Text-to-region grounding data
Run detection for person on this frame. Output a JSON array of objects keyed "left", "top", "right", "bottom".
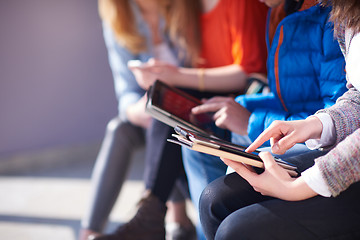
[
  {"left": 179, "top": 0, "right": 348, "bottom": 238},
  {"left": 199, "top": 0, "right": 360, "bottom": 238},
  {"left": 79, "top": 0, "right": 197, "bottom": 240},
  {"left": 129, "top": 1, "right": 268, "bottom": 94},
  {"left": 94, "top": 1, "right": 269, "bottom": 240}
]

→ **TASK DETAILS**: Without the pictures, return the whole of the data exactly as given.

→ **OUTPUT FOR THIS EXERCISE**:
Run detection for person on this frame. Output a JSON array of objects keyed "left", "top", "right", "bottom".
[
  {"left": 179, "top": 0, "right": 348, "bottom": 238},
  {"left": 199, "top": 0, "right": 360, "bottom": 238},
  {"left": 79, "top": 0, "right": 197, "bottom": 240},
  {"left": 129, "top": 1, "right": 268, "bottom": 94},
  {"left": 94, "top": 1, "right": 269, "bottom": 240}
]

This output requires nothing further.